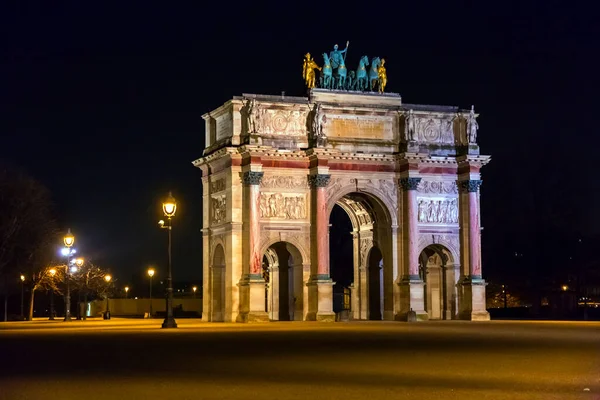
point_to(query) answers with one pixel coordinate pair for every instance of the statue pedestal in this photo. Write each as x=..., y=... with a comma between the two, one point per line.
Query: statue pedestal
x=412, y=300
x=472, y=299
x=412, y=146
x=256, y=302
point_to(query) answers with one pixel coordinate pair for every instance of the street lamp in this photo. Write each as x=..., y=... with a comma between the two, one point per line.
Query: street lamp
x=68, y=240
x=169, y=209
x=107, y=278
x=22, y=307
x=52, y=273
x=150, y=274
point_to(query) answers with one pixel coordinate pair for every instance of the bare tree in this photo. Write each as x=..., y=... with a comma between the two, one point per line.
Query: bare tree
x=45, y=278
x=90, y=281
x=27, y=228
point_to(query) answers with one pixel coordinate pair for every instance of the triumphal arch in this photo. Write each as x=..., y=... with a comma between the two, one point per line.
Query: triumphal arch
x=407, y=175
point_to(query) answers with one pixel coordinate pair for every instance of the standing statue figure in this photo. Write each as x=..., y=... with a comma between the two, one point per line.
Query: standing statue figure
x=336, y=56
x=410, y=126
x=308, y=71
x=319, y=120
x=472, y=127
x=382, y=76
x=253, y=112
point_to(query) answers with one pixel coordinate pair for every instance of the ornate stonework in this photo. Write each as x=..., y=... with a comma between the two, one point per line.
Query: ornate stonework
x=217, y=186
x=282, y=205
x=219, y=208
x=274, y=168
x=284, y=182
x=252, y=178
x=470, y=185
x=437, y=187
x=409, y=183
x=319, y=180
x=284, y=122
x=438, y=211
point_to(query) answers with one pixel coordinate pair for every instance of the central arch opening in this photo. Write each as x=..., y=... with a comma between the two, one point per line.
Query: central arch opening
x=282, y=272
x=359, y=238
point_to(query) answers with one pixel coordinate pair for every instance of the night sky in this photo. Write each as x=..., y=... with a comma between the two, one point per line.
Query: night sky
x=103, y=105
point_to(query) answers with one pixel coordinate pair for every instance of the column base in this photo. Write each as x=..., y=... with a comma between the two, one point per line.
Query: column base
x=324, y=298
x=472, y=299
x=412, y=300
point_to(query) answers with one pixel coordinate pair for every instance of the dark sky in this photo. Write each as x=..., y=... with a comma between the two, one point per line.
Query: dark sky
x=103, y=104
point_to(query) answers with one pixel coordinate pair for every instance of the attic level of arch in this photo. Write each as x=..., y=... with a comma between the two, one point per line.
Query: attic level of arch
x=348, y=123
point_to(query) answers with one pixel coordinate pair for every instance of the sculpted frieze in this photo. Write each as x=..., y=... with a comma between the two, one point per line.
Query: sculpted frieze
x=217, y=185
x=284, y=122
x=437, y=187
x=285, y=182
x=282, y=205
x=438, y=211
x=219, y=208
x=435, y=130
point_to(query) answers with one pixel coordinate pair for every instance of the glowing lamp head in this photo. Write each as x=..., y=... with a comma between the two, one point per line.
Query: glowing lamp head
x=169, y=206
x=69, y=239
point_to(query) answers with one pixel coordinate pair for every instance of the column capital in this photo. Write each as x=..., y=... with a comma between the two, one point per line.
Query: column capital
x=409, y=183
x=319, y=180
x=252, y=177
x=471, y=185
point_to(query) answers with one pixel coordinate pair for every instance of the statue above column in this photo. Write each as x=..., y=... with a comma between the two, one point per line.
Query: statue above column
x=334, y=74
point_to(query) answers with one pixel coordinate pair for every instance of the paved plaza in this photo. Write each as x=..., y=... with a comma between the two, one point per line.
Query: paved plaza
x=135, y=359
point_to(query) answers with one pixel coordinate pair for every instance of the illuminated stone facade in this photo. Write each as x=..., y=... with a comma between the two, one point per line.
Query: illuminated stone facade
x=408, y=176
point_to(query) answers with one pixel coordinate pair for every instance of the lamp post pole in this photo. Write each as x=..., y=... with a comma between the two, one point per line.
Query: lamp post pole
x=169, y=321
x=68, y=294
x=22, y=297
x=150, y=316
x=169, y=209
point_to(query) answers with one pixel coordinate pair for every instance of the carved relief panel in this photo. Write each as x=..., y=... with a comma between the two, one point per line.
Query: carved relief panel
x=219, y=208
x=284, y=122
x=435, y=130
x=438, y=210
x=217, y=185
x=282, y=205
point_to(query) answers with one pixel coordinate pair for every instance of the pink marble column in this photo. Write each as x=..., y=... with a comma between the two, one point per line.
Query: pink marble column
x=409, y=185
x=253, y=179
x=320, y=182
x=472, y=188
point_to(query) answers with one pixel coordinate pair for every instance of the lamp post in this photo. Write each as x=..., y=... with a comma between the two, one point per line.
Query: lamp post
x=77, y=264
x=22, y=306
x=169, y=209
x=69, y=239
x=150, y=274
x=52, y=273
x=107, y=278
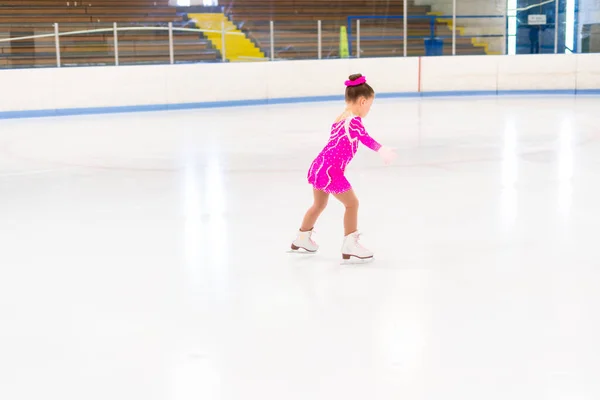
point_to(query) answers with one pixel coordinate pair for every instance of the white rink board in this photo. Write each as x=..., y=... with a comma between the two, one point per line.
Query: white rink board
x=169, y=86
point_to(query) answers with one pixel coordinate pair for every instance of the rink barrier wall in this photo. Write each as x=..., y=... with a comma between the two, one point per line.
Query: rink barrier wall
x=102, y=90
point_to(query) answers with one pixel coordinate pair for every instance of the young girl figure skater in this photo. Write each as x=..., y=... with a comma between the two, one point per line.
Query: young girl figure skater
x=326, y=173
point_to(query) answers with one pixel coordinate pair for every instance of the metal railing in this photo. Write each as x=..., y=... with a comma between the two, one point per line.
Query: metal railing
x=270, y=47
x=116, y=29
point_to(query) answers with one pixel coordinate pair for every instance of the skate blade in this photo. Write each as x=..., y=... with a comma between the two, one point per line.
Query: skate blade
x=357, y=261
x=301, y=251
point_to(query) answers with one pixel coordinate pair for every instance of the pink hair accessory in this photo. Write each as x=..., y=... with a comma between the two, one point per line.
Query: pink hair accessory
x=359, y=81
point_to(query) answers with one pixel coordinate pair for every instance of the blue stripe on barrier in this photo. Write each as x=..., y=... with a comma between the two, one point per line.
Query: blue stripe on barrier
x=290, y=100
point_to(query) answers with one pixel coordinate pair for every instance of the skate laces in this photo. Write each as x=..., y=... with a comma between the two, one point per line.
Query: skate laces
x=356, y=238
x=310, y=237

--------------------

SHORT TASK
Please copy all of the material above word for word, leaving out the pictures.

ANSWER BELOW
point_to(query) answers with one pixel coordinate pair for every instance of the statue pedestal in this photo. Write each as x=..., y=... with a comma between the two, one point per line.
Query: statue pedestal
x=412, y=300
x=472, y=299
x=412, y=146
x=256, y=302
point_to(query) answers with one pixel coordinate pair for every instance of the street lamp in this photo. Write each as x=..., y=... with a comma between the two, one point per line.
Query: street lamp
x=68, y=240
x=169, y=209
x=107, y=278
x=22, y=307
x=52, y=273
x=150, y=274
point_to(query) answers with one pixel coordinate pair for every instance of the bare tree in this photo. Write each as x=..., y=... with a comma between the two, one point per line.
Query: bare tree
x=45, y=278
x=90, y=281
x=27, y=228
point_to(query) answers with one pixel coordinate pair for every instance of the triumphal arch in this photo. Write each as x=..., y=... with a comma between the two, one point per line.
Query: triumphal arch
x=407, y=175
point_to(query) answers with one pixel coordinate pair for every instance of the standing statue figure in this photo. Write each as x=..., y=... with a comma between the two, one point per line.
Query: standing statue figure
x=336, y=56
x=410, y=126
x=308, y=71
x=319, y=120
x=472, y=127
x=382, y=76
x=253, y=112
point_to(query) answers with one pixel coordinate pair for every instance of the ornate stonework in this photo. Write each as x=..., y=... with a comma between the two, one point per line.
Query: ornate stonework
x=217, y=186
x=282, y=205
x=219, y=208
x=274, y=168
x=284, y=182
x=252, y=178
x=470, y=185
x=437, y=187
x=409, y=183
x=319, y=180
x=284, y=122
x=438, y=211
point_to(query) answers with one pixel coordinate pair for every instance of the central arch opening in this photo. Write each as x=..., y=... with a comma between the two, one point per line.
Query: central arch opening
x=282, y=272
x=359, y=238
point_to(query) answers with one pixel coordinate pair for every instance of the night sky in this photo. Write each as x=..., y=... with a comma between the two, one point per line.
Query: night sky
x=103, y=105
point_to(query) answers with one pixel coordinate pair for every instance of the column base in this photo. Write each as x=..., y=... with a comma between the two, one point per line.
Query: column base
x=324, y=298
x=472, y=299
x=412, y=300
point_to(query) answers with one pixel coordinate pair for every instance of the dark sky in this photo. Write each as x=..., y=... with a comma between the two, one point per line.
Query: dark sky
x=103, y=104
point_to(query) answers with one pixel coordinate pair for every instance of the attic level of arch in this photo. Write each as x=..., y=... with a comma between the two, one point per line.
Query: attic level of arch
x=348, y=123
point_to(query) answers with one pixel coordinate pair for every instance of the sculpted frieze in this photo. Write each as x=..., y=... with a comma between the two, one point per line.
Query: sculpted frieze
x=217, y=185
x=284, y=122
x=437, y=187
x=285, y=182
x=282, y=205
x=438, y=211
x=219, y=208
x=435, y=130
point_to(query) answers with one pixel coordinate pair for every instance of the glowing lamp head in this photo. Write each as x=..., y=... with a comma between the two, one point per line.
Query: glowing lamp head
x=169, y=206
x=69, y=239
point_to(query) answers with one pixel coordinate pair for every instance of the column capital in this photo. Write each as x=..., y=... with a comma between the two, one point per line.
Query: column capital
x=409, y=183
x=319, y=180
x=252, y=177
x=471, y=185
point_to(query) answers with one pixel coordinate pair for every instance of the statue above column in this photo. Write each as x=..., y=... with a comma between the two, one point per line.
Query: statue above column
x=334, y=74
point_to(query) answers with one pixel coordinate pair for every instance of the paved plaza in this photo. Write each as x=..., y=... with a comma between the two, one point per line.
Query: paved plaza
x=135, y=359
point_to(query) answers with one pixel coordinate pair for every instance of the illuminated stone facade in this photo. Write each as x=..., y=... with a comma between the two, one point per line.
Query: illuminated stone facade
x=408, y=176
point_to(query) answers with one pixel coordinate pair for every instance of the lamp post pole in this photo. Write each as x=..., y=... with a comma between the two, one point per line.
Query: lamp post pole
x=169, y=321
x=68, y=294
x=22, y=297
x=150, y=316
x=169, y=209
point_to(query) answers with one pixel coordinate pair for every instance of the carved relief panel in this photo. Write each as x=..., y=... with a comma between the two, one point per line.
Query: carved relief panel
x=219, y=208
x=284, y=122
x=435, y=130
x=438, y=210
x=217, y=185
x=282, y=205
point_to(query) answers with one pixel coordinate pair for every instance of the pink marble column in this photo. Write each as x=..., y=... with a comma between the two, one point per line.
Query: pink marble column
x=409, y=185
x=253, y=179
x=320, y=182
x=472, y=188
point_to(query) answers with one pixel coordinate pair for every instance of the lamp post in this photo. Write each as x=..., y=... with a comma between the two, one point per line.
Query: lamp post
x=77, y=264
x=22, y=306
x=169, y=209
x=69, y=239
x=150, y=274
x=52, y=273
x=107, y=278
point_to(query) answers with one pixel coordinate pair for every instance of the white rink board in this photo. Write each as x=..., y=... with a comma between the two, one point per line.
Query: white rink board
x=169, y=86
point_to(query) answers with one pixel coordinate pair for every instance of the rink barrier wall in this photo. Write each as x=..., y=... with a comma between the two, one point per line.
Query: rink barrier wall
x=102, y=90
point_to(query) answers with one pixel coordinate pair for every instance of the young girl figure skater in this photo. Write each as x=..., y=... with a comma between the two, one point per line.
Query: young girl figure skater
x=326, y=173
point_to(query) answers with one pixel coordinate pair for every instance of the metal railing in this photo. Write each as x=..., y=... with a comma between the two, one point per line.
Query: metal railing
x=270, y=47
x=116, y=29
point_to(query) answers with one pixel coordinate pair for every instance of the skate blade in this photo. Write each as x=..., y=... with a comma between the two, one point per line.
Query: skate blade
x=357, y=261
x=301, y=251
point_to(query) answers with one pixel coordinate pair for every instance of the pink hair accessory in this photo. Write each as x=..., y=... with a comma between the two, one point per line.
Query: pink hair accessory
x=359, y=81
point_to(query) answers with one pixel coordinate pair for every instance of the blue stripe on barrier in this photo. Write each as x=..., y=... with a comma between the two, one point per line.
Query: blue stripe on barrier
x=290, y=100
point_to(query) answers with one pixel coordinate pair for every instance of the skate laces in this photo. Write each as x=..., y=... with a comma between the two, one point per line.
Query: skate laces
x=356, y=238
x=310, y=237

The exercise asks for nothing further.